__YOUR TASKS__.
1. Translate this sentence from the New Mexico timeline into Spanish: "They primarily live along the area’s few rivers, such as the Rio Grande and the Pecos."
2. Reproduce the New Mexico timeline word for word between "7 Mayıs 2013" and "fine basket weaving.", inclusive.

7 Mayıs 2013 Salı

New Mexico A Historical Timeline

New Mexico A Historical Timeline


PRIOR TO 1535
PRE-EUROPEAN SETTLEMENT
9200 BCE
Native Americans are likely present in the area now known as New Mexico. The hunter-gatherer Clovis culture, likely persisting for about 500 years, hunts big game in the region. The Folsom replace the Clovis around 8200 BCE, who are in turn replaced by various pre-historic desert cultures that gradually develop agricultural skills, pottery making, and fine basket weaving.
700–
1300 CE
The modern Pueblo (a Spanish word meaning "villages") have evolved from their more primitive forebears. They primarily live along the area’s few rivers, such as the Rio Grande and the Pecos. Here they build adobe houses and further develop agricultural practices.  The Great Pueblo of 1050 to 1300 construct irrigation and road systems and build multi-story dwellings in small settlements.
1200
Semi-nomadic Apaches and Navajo, both Southern Athabaskan tribes, are present in the region. They trade with Pueblos, and the process becomes important to both groups. Today the Navajo represent the largest tribe in the U.S., living in northwestern New Mexico and northeastern Arizona.
1300–
1600
The Rio Grande Classic Native peoples settle west-central New Mexico’s Rio Grande Valley and adapt new styles of building houses and pottery. The three largest settlements in New Mexico are Zuñi, Santo Domingo, and Laguna. Today there are still roughly 35,000 Pueblo Natives living in New Mexico and Arizona along the Rio Grande and Colorado rivers.

__RECORD LIST__.
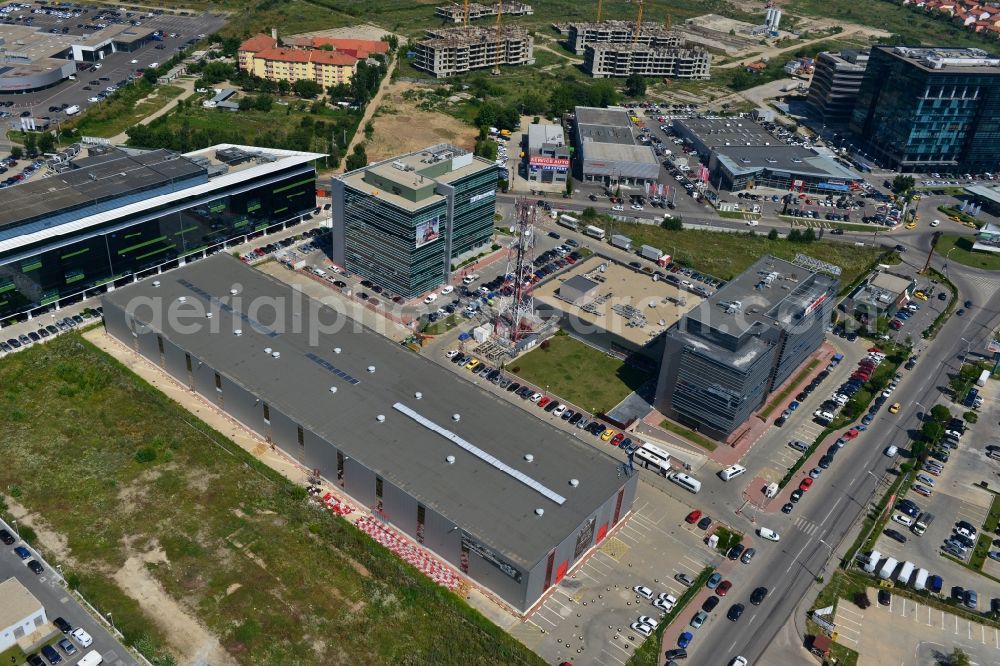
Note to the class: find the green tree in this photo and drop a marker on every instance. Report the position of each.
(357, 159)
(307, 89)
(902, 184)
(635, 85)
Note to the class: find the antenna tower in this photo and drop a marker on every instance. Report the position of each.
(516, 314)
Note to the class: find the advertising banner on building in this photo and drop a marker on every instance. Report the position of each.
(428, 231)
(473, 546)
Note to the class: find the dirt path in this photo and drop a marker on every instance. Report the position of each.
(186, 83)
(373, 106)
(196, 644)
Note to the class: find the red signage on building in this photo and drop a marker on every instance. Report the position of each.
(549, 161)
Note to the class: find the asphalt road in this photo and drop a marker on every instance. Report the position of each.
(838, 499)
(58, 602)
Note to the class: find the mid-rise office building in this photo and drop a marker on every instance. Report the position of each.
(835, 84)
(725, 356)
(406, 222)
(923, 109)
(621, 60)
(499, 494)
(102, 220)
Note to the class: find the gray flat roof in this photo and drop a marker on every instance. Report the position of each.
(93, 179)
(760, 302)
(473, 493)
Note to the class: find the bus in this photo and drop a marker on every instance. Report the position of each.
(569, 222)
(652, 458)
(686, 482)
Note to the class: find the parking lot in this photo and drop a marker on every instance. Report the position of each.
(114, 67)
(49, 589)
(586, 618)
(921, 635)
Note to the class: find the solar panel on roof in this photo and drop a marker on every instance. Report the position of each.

__RESPONSES BY TASK__.
1. Viven principalmente a lo largo de los pocos ríos de la zona, como el Río Grande y el Pecos.

2.
7 Mayıs 2013 Salı

New Mexico A Historical Timeline

New Mexico A Historical Timeline


PRIOR TO 1535
PRE-EUROPEAN SETTLEMENT
9200 BCE
Native Americans are likely present in the area now known as New Mexico. The hunter-gatherer Clovis culture, likely persisting for about 500 years, hunts big game in the region. The Folsom replace the Clovis around 8200 BCE, who are in turn replaced by various pre-historic desert cultures that gradually develop agricultural skills, pottery making, and fine basket weaving.